- **WRITTEN EXERCISE**
Continue the Namib desert travel journal below, starting right after its last sentence.

December 18th - December 27, 1999
(this page is under construction)
Our travels in southern Africa have taken us almost entirely north or west, with only a few short zigs to the south or east. Now we do an about face and head straight south and we won't stop until we reach Cape Town. First before us lies the Namib desert. We had already explored the nearest reaches of the desert about two weeks ago, but now we're driving past the easy to reach tourist sights for some rough camping in the high desert.
Our trip into the desert unfortunately co-incides with South African high tourist season, so campground reservations were very hard to get. All the comfy, popular sites were taken, but we did manage to get a spot truly in the middle of nowhere at Mirabib camp. Not so much an organized campground as more of a rocky outcropping with a few pit toilets, Mirabib had no rangers, water or other facilities. And very few campers. We were only one of two parties staying there. Of course, we kept out of sight of each other and felt alone with the jackals, scorpions, and desert.
Our campsite was one wedged underneath a huge ledge meant for a stand-alone
tent, but putting Spot into low range gave us enough oompf to weasel our
way underneath the overhanging rock and out of the hot Namibian sun. Out
our tent's back window we were able to watch the desert sunset and the nocturnal
animals as they made their way out on their evening forays.

- **RECORDS**
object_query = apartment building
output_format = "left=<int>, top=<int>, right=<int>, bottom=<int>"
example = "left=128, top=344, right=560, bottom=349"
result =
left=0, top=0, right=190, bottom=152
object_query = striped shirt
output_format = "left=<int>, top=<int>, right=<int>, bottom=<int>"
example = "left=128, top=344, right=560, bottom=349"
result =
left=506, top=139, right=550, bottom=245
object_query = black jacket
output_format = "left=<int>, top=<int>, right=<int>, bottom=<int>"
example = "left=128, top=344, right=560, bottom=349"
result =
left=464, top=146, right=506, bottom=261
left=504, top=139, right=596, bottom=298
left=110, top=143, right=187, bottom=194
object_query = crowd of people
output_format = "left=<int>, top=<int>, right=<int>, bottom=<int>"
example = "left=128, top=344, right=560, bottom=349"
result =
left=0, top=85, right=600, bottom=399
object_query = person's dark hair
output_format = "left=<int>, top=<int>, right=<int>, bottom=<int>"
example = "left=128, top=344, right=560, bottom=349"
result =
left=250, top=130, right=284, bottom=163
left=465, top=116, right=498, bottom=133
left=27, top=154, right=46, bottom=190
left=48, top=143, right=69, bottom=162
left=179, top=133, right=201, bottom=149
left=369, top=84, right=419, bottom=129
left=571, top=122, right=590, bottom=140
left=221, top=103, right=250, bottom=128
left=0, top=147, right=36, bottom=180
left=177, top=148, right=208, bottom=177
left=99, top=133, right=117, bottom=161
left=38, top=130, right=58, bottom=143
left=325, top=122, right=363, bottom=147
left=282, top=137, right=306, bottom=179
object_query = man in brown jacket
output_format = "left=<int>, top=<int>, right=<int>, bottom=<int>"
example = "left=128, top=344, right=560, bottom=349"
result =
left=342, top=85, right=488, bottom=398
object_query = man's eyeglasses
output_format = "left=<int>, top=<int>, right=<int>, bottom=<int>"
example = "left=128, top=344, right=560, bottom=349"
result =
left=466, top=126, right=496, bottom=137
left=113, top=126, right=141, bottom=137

- **ANSWER TO THIS EXERCISE**
Plans called for us to continue heading south, scrounging for available campsites where-ever we could find them, but fate intervened again as we were leaving Mirabib. Kathy spotted a flock of ostriches and Jim put on the brakes to slow down and watch them when the brake pedal dropped all the way to the floor and our hearts along with it. A rear brake line had snapped, dumping the entire rear brake reservoir's fluid on the road. Fortunately, the road was flat and the front brakes still worked, so we were in no danger.
The line had snapped as the mechanics who worked on Spot in Outjo had forgotten to bolt on the brake line securing bracket. Every bump we hit tugged and torqued at the brake line until it finally gave way -- of course -- in the middle of an inhospitable desert. Breaking the tools out, Jim began to attempt to repair the line. After getting sprayed with brake fluid a few times, he finally resorted to pounding the broken brake line closed. This means during braking Spot's right rear brake would be inactive. Even though the truck stopped well and true, our intended route today called for us to travel down not one but two steep mountain passes. With gimpy brakes we didn't feel at all confident of this so we decide to return down the road we came in on and back to civilization where we could purchase a replacement brake line.
The only hitch in this plan is that today is Sunday, and since everything
in Namibia is closed on Sunday (remember, more German than Germany) we find
ourselves with a day to waste while we wait for Monday morning. We chose
Walvis Bay as the city to search for a brake line as it's more industrial
than Swakopmund, and after asking at what few gas stations and fishing supply
stores that were open we even manage to find the town's sole brake shop.
Namibia is much like shopping in America of old; there are few stores that
offer a spectrum of services. Rather, Hans does brakes, Dieter the clutches,
etc. Searching for a place to camp is less successful, as the town's only
caravan park has closed. We're forced to go to the next nearest one at Long
Beach, halfway between Walvis Bay and Swakopmund.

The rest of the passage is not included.